*SET PROBLEM 1:*
Turn everything in the rows, from the first line down to the line containing "x=133 y=117", into a numbered list with blank lines dropped.
* * * * *
Security was always vital in the lighting design. "The city of Olean has a walking and biking trail that runs from one end of the city to another, and it happens to go right through the middle of the campus," states Drake. "Not only are we dealing with students and faculty and visitors to the campus for campus activities, but also with local residents who use the trail both day and evening." This pedestrian traffic affected the close spacing and number of the fixtures installed. It also affected the "extras" added to the fixtures; many of the lamp poles have an electrical outlet placed near the base–"so they [campus] can plug in seasonal lights, or use it for events, making it a very functional part of the campus," states Arnone.

Design Feature–The Quadrangle

The main focal point inside the campus is the quadrangle.

The surrounding campus buildings are all outliers connected with walkways that meet in a center concrete forum. "All the campus buildings face this center quadrangle, this open green space," states Drake. In the middle of the small concrete forum is a 16-foot-tall, historic-looking four-sided clock. The clock–"It's the focal point on campus," says Drake. "You look out of any window on campus and you look toward the clock. It's a very period looking clock like one you might have seen at an old town square–it's a gathering place; we've installed some seating. Every day you'll see students sitting on the ornamental iron benches below the clock tower, working on projects. It's not only a visual center of the campus but has become a gathering place for students to hang out," states Drake.

A Historic Design with Practical Utility in Mind

"Even the ornamental light fixtures that provide security at night, become an architectural feature during the day," says Drake who worked with the lighting manufacturers to find the perfect balance between security and aesthetics. "The school is designated as a chemical-free campus–which adds a new dimension to the design," says Drake who designed mowing or gravel strips to be installed around the outer perimeter of buildings "so that they [maintenance workers] don't have to use mowers or weed whackers or chemicals up against the building."






The campus now includes a beautiful open green space. Looking toward the Technology Center in the background, the sloping roof on the left side of the building, covers the new Cutco Theater. Instead of planting grass seed, the entire site was sodded, and site construction was scheduled so the tree plantings were performed during the fall, one year prior to ribbon cutting. By the spring, grand opening season, the plants were leafed out and in bloom, and the entire site looked mature.


Shrubs and small trees used around the buildings consist of crimson pygmy barberry, rosy glow barberry, gold mops false cypress, dwarf winged euonymus, sunspot euonymus, green luster holly, Youngstown andorra juniper, regal privet, gold drop cinquefoil, nova zembla rhododendron, PJM rhododendron, improved dwarf red spirea, little princess spirea, Shirobana spirea, snowmound spirea, dense yew, Woodward's globe arborvitae, mahawk viburnum, compact European viburnum, mariesi doublefile viburnum, shadblow serviceberry, gaulean Chinese dogwood and ivory silk tree lilac.

Rhododendrons were planted to soften the base of the building, and to help with maintaining the lawn around the building. Arbor vitae and holly were used as foundation plantings. The historic-looking, four-sided clock is centered inside a small planting area dotted with Shirobana spirea. The outer circle is planted with Woodward's globe arborvitae, crimson pygmy barberry, green luster holly, gold drop cinquefoil and Newport viburnum.
* * * * *
*SET PROBLEM 2:*
According to the campus landscape article, how tall is the four-sided clock in the concrete forum?

*INPUT RECORDS:*
* * * * *
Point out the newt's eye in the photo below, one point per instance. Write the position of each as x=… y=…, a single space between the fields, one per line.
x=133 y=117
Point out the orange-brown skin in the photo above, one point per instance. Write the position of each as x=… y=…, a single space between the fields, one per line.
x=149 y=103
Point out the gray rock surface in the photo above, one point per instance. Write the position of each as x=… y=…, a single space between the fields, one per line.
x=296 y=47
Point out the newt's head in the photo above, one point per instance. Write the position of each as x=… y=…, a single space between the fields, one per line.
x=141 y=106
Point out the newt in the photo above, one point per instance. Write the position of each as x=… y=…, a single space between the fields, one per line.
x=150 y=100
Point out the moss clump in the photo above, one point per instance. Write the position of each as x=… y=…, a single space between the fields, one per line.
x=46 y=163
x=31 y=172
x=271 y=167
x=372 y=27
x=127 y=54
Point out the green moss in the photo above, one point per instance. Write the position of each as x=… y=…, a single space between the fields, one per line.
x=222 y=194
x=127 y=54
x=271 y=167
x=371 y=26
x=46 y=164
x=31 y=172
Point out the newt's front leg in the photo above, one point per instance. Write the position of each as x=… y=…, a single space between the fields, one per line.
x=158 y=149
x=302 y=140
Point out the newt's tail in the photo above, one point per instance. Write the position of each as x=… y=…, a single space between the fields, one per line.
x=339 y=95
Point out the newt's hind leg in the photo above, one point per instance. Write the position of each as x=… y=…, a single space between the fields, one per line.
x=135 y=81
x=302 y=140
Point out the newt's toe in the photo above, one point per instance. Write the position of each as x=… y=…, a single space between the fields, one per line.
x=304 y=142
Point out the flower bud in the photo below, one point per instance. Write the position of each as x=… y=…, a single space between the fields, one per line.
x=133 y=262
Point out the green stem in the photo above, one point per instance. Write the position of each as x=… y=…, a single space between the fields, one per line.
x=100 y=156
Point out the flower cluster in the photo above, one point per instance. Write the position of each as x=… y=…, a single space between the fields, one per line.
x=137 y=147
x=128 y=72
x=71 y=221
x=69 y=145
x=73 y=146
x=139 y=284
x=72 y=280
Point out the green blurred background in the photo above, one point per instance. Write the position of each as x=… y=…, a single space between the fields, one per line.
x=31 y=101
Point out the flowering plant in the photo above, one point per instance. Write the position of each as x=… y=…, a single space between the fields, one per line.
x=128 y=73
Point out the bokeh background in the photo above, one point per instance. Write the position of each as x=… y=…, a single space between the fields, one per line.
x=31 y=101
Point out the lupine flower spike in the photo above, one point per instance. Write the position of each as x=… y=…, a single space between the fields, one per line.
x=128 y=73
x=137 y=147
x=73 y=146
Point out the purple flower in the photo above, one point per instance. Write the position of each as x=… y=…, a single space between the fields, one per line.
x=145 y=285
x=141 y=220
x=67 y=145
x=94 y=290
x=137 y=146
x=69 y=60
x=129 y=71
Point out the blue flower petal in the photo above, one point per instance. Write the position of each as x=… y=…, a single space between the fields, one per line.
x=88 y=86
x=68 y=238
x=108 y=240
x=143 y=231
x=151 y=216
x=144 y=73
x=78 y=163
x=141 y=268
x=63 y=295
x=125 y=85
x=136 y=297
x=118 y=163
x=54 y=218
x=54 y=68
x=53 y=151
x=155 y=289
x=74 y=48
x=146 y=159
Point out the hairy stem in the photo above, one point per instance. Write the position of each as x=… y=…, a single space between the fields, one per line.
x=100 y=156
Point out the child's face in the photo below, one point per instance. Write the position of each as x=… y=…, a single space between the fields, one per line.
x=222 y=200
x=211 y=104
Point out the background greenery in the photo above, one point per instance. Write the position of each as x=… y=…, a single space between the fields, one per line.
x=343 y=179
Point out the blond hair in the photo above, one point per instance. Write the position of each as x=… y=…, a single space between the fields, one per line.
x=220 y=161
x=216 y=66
* * * * *
*OUTPUT 1:*
1. Point out the newt's eye in the photo below, one point per instance. Write the position of each as x=… y=…, a single space between the fields, one per line.
2. x=133 y=117

*OUTPUT 2:*
16 feet